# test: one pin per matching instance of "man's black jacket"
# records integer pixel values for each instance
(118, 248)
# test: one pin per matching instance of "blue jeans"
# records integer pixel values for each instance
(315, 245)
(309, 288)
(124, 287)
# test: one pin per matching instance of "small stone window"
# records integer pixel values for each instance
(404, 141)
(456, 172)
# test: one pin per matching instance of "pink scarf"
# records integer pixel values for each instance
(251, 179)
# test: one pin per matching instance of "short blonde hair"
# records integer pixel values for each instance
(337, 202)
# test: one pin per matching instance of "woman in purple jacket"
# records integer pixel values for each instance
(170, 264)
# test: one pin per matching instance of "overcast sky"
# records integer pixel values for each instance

########

THE PROBLEM –
From the first line through the last, give the data above again exactly.

WRITTEN SOLUTION –
# test: one pin per matching instance of "man's black jacket"
# records integer pixel values for each instance
(118, 248)
# test: one pin per matching instance of "blue jeans"
# records integer pixel values for each instance
(315, 245)
(309, 288)
(124, 287)
# test: one pin per matching instance of "small stone window"
# records integer pixel values for each instance
(404, 141)
(456, 172)
# test: one pin per matching instance of "pink scarf"
# records integer pixel values for each instance
(251, 179)
# test: one pin per matching instance of "short blonde hair"
# records integer pixel values for each instance
(337, 202)
# test: one pin per matching instance of "woman in purple jacket"
# records integer pixel values for each instance
(170, 264)
# test: one pin per matching instance of "overcast sky"
# records integer pixel values for each instance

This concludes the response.